GIVEN PROBLEM
Reproduce the records below verbatim, starting at the line that contains "white butterfly for congestion modeling." and ending with the line that contains "[158,5,443,174]", both included. Omit the pictures from your answer.

■ ■ ■ ■ ■

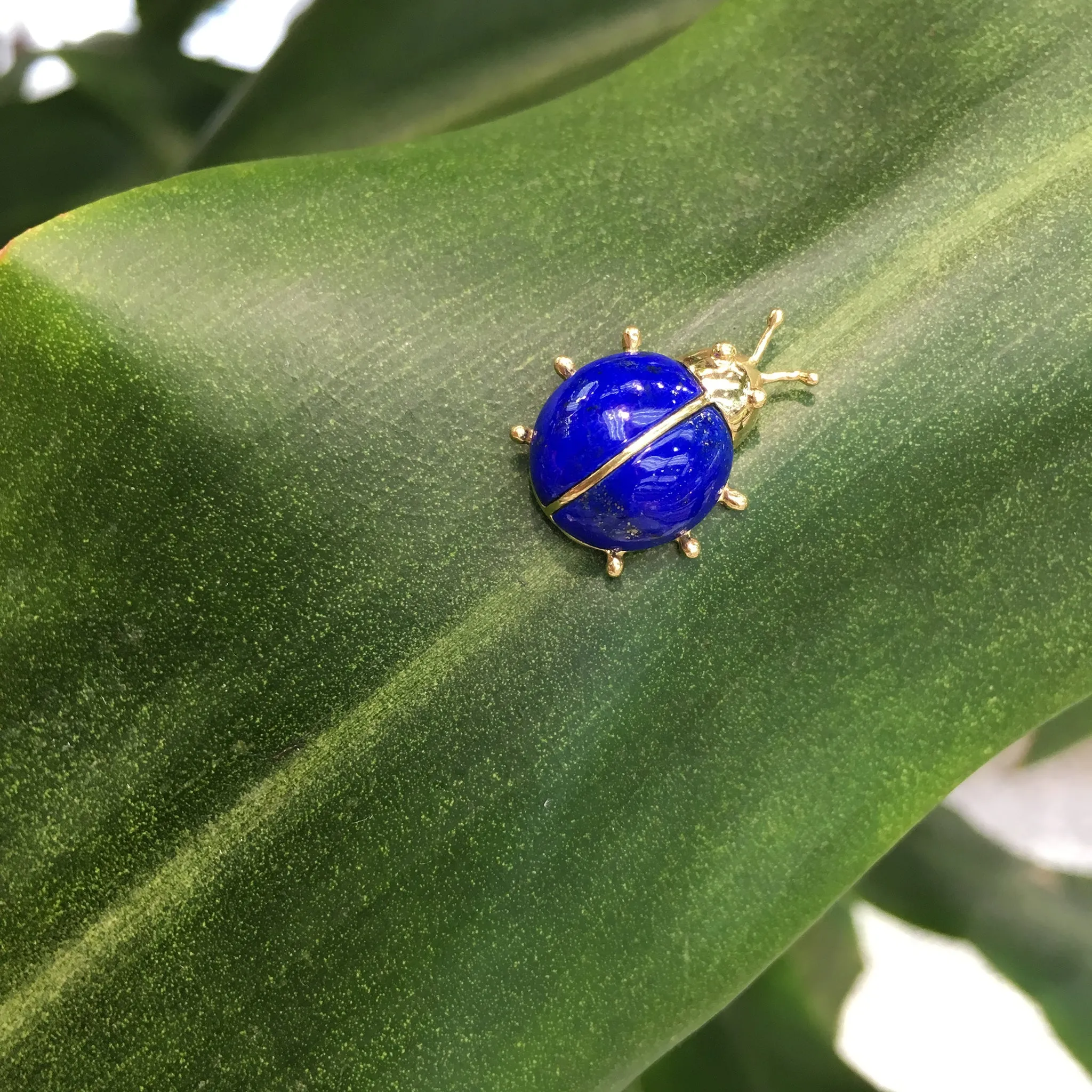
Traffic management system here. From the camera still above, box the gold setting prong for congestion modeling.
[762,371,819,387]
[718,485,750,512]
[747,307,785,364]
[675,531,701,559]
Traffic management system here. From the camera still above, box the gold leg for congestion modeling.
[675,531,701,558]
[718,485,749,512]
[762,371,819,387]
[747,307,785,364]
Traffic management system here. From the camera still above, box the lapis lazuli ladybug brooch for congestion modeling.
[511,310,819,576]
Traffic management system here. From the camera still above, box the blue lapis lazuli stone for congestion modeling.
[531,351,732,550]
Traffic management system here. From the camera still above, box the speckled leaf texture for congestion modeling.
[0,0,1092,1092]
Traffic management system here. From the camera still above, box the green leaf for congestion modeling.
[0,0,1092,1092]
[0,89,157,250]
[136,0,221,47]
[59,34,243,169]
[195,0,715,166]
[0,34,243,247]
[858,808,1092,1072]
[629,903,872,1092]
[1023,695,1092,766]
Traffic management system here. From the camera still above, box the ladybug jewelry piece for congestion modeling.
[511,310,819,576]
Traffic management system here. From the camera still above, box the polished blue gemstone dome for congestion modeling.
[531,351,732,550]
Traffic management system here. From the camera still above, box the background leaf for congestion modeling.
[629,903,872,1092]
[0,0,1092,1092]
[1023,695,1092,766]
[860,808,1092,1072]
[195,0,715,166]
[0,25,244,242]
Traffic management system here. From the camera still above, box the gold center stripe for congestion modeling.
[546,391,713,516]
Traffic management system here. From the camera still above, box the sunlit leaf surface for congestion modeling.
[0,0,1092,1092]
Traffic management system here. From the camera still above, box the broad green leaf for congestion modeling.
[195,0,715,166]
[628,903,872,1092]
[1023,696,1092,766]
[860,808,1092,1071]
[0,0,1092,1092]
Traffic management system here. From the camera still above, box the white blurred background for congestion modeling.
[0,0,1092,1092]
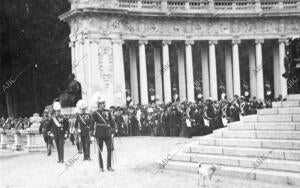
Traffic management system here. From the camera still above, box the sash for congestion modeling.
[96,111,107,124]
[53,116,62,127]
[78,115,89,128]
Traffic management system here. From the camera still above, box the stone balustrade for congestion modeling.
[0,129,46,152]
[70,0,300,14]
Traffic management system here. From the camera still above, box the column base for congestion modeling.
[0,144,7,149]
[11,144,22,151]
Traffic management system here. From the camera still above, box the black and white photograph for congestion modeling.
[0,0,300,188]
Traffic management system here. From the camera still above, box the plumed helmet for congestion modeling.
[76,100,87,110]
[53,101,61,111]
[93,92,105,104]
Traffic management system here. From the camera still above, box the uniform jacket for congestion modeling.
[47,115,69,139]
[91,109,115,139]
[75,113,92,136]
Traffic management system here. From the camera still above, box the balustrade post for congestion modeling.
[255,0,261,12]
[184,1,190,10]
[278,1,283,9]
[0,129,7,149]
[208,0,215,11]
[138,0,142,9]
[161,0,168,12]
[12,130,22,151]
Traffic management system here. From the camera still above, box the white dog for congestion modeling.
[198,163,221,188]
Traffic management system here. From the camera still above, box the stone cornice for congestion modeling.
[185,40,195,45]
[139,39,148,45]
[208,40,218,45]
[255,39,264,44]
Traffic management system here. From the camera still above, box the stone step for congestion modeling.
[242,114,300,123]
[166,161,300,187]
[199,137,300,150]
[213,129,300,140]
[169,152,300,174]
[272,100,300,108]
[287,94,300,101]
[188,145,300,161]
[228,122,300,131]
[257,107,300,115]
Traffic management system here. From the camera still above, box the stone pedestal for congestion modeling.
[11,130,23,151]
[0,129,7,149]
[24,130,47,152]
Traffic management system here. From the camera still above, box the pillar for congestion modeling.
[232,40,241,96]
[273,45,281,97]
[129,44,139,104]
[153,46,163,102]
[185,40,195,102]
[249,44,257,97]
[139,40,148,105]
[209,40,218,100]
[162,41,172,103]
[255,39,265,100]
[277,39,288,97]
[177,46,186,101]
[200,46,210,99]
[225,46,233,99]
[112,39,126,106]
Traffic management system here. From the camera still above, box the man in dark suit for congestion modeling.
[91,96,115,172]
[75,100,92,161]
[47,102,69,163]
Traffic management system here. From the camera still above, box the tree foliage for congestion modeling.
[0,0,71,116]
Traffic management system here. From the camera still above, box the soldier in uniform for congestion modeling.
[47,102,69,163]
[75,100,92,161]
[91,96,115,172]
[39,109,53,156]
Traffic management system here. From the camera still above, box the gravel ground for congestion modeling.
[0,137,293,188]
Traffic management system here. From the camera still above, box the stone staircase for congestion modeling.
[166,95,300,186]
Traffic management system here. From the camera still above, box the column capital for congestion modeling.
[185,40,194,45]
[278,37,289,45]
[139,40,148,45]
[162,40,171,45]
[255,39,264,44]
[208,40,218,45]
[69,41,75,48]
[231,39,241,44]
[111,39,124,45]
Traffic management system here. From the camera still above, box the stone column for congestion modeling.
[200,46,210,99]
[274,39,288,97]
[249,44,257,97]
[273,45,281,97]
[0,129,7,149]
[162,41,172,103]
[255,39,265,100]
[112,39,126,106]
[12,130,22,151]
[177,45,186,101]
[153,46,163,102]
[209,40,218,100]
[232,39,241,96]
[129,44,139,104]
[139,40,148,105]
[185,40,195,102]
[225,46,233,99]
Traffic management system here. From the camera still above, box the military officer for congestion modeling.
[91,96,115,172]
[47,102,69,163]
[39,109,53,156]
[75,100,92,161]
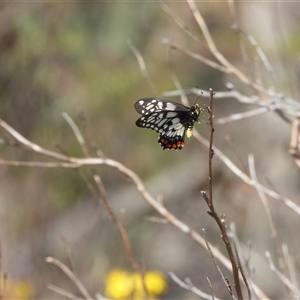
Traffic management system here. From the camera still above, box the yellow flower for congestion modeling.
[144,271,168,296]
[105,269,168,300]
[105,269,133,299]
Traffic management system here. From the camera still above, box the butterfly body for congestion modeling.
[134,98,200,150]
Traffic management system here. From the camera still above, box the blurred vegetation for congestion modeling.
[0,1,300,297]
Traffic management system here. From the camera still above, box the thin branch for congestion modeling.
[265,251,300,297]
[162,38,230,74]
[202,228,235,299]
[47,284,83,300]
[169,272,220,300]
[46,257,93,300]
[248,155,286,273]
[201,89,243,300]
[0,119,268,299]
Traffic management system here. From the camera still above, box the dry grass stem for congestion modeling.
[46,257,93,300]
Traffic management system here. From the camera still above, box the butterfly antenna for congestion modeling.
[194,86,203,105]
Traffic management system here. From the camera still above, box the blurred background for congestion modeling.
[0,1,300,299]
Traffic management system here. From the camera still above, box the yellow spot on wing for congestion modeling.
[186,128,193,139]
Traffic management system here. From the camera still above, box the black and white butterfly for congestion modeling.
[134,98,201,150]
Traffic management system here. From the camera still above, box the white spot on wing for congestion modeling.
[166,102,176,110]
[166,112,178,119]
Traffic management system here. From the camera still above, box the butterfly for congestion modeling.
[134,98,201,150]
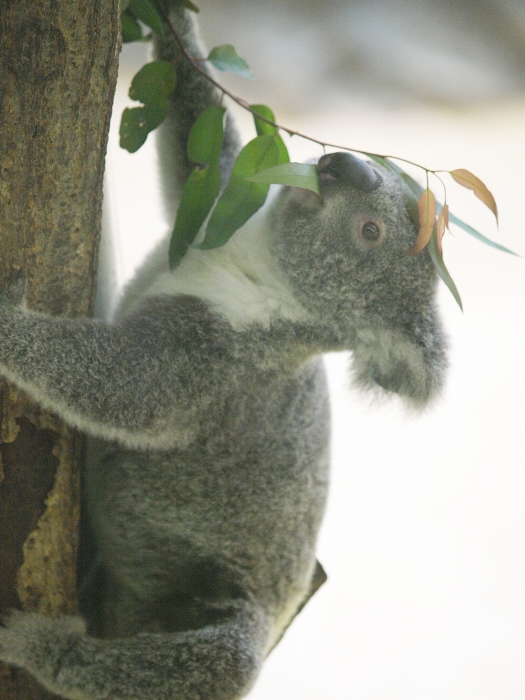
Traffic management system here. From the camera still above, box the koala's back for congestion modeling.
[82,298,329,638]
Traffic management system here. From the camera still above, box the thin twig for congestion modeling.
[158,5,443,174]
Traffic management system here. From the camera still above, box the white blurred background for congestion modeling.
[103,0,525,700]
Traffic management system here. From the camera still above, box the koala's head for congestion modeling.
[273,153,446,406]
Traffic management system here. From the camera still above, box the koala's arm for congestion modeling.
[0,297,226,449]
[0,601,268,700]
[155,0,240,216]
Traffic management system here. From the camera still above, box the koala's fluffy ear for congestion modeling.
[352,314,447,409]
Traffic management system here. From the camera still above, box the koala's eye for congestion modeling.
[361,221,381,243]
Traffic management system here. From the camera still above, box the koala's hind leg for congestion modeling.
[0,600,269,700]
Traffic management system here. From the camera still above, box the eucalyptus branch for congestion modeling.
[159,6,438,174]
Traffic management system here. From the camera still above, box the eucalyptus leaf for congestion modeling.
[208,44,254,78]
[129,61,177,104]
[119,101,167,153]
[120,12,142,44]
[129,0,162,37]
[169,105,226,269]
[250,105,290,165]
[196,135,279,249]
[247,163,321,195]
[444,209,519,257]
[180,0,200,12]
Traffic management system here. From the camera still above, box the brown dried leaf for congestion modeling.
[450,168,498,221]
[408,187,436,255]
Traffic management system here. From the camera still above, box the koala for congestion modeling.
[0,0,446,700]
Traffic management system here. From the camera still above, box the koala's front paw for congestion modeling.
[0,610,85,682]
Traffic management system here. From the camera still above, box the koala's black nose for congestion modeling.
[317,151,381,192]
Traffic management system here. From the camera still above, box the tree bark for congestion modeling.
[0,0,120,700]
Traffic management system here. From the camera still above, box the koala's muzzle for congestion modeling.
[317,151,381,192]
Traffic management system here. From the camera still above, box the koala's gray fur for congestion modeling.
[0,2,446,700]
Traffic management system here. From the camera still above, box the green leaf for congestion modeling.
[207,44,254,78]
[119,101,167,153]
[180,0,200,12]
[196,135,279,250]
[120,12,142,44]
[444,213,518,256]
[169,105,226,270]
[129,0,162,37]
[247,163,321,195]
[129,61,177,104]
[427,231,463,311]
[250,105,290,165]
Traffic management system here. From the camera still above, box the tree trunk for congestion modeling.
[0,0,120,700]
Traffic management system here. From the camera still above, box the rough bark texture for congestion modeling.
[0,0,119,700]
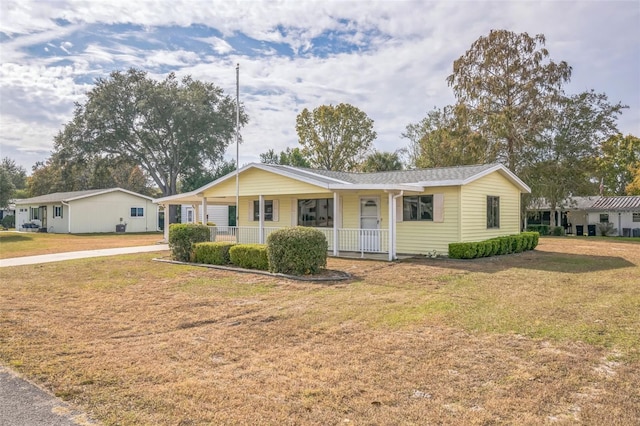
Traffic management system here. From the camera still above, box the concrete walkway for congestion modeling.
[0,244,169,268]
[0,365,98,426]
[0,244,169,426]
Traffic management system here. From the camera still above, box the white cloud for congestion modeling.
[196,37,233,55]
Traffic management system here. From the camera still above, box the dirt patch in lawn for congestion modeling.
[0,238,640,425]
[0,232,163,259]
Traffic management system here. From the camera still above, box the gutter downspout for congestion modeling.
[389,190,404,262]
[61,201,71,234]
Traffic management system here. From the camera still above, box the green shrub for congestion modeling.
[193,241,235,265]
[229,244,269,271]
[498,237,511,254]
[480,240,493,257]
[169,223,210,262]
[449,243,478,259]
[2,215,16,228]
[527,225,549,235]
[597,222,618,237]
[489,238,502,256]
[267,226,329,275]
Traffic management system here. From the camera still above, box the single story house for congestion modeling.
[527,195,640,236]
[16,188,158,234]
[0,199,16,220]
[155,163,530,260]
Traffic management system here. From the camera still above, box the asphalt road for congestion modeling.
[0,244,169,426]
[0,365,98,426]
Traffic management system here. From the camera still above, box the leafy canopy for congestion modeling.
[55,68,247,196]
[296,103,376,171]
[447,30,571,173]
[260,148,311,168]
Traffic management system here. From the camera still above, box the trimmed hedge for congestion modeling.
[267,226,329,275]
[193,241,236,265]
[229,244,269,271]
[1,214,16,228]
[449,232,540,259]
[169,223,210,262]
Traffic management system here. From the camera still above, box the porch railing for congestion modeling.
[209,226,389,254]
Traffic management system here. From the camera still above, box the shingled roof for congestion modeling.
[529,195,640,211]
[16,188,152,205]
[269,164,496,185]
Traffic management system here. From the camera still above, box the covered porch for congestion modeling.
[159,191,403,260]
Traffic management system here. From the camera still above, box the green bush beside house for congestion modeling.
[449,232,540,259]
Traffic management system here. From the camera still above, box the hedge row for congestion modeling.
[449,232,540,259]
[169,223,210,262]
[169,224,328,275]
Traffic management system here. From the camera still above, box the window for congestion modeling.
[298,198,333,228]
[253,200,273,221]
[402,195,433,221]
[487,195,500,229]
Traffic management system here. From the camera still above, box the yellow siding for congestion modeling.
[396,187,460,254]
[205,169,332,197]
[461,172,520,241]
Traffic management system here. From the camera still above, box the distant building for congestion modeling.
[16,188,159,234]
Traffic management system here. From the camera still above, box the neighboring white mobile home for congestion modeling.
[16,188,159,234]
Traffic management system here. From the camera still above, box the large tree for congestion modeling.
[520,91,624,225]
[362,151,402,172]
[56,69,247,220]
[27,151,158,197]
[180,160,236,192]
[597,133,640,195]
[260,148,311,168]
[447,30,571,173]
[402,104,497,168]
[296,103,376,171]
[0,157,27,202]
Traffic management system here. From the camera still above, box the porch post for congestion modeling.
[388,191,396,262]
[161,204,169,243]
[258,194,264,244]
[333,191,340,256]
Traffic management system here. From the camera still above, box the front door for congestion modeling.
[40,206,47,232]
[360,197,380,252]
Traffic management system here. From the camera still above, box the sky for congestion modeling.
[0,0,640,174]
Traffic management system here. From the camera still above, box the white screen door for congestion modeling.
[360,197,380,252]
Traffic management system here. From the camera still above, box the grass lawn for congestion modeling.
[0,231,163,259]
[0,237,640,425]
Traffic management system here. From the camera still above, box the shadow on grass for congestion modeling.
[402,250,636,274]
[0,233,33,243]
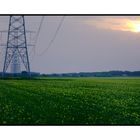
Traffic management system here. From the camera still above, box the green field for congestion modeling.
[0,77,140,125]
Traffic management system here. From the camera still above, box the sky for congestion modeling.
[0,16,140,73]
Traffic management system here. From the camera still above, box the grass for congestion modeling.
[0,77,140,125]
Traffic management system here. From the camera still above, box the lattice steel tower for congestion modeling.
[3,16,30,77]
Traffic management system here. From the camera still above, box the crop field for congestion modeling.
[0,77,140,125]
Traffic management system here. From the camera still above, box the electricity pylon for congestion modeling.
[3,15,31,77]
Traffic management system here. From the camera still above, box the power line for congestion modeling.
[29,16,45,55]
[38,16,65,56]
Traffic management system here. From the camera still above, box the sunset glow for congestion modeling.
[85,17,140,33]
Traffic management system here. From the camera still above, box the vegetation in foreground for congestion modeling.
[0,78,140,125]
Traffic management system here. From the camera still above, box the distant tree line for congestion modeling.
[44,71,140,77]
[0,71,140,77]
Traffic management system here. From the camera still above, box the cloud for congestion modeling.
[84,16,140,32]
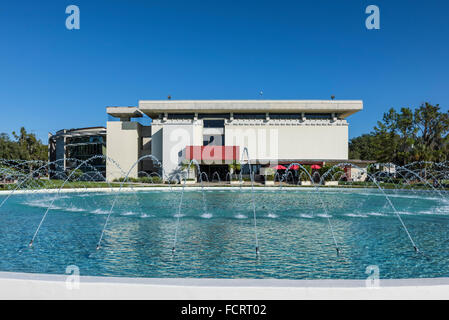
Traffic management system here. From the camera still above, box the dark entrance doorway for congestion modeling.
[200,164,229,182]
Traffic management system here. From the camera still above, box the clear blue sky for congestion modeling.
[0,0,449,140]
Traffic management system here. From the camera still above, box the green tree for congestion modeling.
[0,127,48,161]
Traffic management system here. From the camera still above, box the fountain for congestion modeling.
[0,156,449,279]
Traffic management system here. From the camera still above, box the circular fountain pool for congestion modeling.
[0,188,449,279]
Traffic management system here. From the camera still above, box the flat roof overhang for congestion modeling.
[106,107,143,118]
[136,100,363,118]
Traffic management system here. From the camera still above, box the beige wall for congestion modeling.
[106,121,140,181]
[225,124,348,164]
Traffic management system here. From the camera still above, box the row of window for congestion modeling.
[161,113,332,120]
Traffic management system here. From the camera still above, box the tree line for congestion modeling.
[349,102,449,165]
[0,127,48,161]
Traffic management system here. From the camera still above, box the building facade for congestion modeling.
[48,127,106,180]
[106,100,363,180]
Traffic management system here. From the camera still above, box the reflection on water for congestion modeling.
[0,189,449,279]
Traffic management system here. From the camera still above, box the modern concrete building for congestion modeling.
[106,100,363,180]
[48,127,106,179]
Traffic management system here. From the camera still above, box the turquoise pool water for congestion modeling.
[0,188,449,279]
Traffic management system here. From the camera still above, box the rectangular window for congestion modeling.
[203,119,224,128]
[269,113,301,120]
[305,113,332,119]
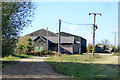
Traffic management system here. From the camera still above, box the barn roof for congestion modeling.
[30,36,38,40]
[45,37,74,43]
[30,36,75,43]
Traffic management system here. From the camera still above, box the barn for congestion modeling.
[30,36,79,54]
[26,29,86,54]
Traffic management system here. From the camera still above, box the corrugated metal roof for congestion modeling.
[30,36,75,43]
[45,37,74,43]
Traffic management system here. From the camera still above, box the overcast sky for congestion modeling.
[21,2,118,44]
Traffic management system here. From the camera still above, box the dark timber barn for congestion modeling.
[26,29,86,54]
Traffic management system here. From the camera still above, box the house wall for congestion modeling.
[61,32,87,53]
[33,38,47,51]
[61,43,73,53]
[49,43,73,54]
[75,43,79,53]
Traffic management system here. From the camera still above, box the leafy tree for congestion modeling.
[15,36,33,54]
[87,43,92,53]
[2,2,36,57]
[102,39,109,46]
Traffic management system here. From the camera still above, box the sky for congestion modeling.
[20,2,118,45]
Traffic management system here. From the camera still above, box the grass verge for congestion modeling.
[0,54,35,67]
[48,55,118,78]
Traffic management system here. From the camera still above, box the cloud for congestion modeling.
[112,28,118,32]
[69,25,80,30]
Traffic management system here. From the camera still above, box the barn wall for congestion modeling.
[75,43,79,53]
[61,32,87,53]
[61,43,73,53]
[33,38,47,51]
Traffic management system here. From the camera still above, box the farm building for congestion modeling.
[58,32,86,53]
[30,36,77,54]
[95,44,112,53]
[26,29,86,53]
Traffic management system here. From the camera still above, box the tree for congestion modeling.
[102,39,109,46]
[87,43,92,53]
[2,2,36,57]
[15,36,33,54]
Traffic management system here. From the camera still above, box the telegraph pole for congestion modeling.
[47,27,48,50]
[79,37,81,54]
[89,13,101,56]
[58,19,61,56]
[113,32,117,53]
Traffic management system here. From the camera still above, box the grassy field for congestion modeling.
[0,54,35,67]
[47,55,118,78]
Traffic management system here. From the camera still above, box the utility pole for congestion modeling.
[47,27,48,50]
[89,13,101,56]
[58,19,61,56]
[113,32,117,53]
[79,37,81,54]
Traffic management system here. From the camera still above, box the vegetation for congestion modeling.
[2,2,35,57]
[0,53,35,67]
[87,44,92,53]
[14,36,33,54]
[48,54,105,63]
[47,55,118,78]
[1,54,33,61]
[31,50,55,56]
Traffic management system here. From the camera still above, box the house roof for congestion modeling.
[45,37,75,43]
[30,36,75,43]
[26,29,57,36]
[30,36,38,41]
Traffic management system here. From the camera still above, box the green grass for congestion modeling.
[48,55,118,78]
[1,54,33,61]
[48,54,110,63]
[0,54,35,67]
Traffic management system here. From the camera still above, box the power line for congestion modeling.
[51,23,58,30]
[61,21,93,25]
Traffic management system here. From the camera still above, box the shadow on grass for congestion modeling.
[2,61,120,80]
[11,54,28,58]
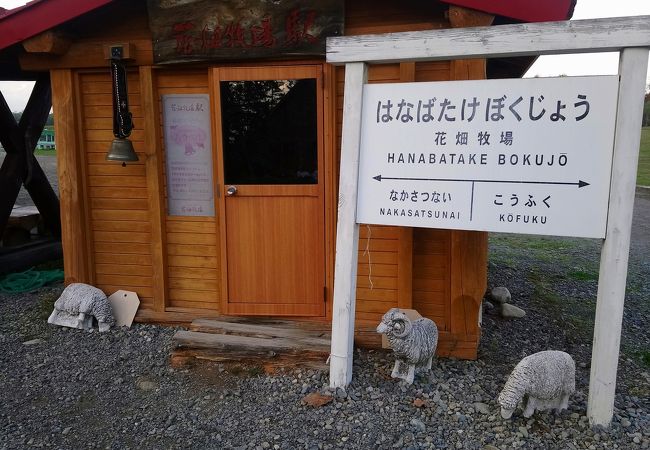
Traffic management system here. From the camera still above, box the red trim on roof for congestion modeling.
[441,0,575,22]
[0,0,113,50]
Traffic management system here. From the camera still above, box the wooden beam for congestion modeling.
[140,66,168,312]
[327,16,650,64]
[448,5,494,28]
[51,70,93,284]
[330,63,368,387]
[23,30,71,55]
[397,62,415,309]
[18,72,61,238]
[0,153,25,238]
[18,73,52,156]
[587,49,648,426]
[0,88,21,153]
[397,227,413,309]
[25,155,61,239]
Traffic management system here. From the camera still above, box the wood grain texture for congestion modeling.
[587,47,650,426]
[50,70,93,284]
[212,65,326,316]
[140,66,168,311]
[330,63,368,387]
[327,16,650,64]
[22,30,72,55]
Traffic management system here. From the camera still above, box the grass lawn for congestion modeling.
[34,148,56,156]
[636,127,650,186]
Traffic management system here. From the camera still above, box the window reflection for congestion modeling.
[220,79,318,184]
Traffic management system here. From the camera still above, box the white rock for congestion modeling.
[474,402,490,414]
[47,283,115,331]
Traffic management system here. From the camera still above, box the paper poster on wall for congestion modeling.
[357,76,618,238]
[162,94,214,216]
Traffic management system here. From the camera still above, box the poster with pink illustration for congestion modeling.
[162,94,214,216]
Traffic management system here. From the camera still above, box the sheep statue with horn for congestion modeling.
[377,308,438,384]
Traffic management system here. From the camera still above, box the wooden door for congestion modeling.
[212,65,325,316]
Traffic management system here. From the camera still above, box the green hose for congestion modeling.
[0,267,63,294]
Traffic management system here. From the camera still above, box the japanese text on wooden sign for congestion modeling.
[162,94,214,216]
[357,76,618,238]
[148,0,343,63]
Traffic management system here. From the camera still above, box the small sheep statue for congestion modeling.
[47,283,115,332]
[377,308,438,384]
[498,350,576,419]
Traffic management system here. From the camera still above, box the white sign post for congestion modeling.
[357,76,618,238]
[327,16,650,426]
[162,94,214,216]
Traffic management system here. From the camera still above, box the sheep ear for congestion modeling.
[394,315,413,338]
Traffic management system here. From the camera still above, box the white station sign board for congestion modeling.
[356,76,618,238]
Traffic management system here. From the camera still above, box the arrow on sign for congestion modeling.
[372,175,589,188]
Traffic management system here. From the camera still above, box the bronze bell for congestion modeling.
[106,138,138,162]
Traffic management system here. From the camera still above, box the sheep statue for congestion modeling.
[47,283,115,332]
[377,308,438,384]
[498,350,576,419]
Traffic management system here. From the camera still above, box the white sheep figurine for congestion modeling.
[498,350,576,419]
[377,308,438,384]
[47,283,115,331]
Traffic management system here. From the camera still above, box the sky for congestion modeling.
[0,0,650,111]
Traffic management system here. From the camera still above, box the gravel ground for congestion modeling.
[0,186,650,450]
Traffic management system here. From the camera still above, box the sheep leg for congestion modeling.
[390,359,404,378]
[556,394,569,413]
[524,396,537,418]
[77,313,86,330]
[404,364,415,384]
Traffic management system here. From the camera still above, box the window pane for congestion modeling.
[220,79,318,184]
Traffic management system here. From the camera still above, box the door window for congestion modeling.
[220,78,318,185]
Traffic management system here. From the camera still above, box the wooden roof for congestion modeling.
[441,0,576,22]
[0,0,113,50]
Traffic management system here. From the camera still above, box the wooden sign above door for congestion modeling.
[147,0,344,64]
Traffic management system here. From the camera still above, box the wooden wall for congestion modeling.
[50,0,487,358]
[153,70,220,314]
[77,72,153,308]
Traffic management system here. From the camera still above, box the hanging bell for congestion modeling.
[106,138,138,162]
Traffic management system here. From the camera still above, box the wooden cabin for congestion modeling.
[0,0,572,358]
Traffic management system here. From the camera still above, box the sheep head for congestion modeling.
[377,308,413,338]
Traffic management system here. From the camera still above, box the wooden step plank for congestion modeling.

■ ■ ■ ■ ■

ANSWER TO THIS EXERCISE
Traffic management system here. From the camera still above, box the black and white butterfly for congestion modeling.
[134,98,201,150]
Traffic management system here. From the camera still above, box the white spot on wing for congestion modeling.
[166,102,176,110]
[166,112,178,119]
Traffic management system here. From the camera still above, box the butterfly for congestion modeling.
[134,98,201,150]
Traffic management system here. From the camera still above, box the koala's back for congestion modeling.
[82,298,329,638]
Traffic management system here. From the camera still above, box the thin twig for congestion modeling.
[158,5,443,174]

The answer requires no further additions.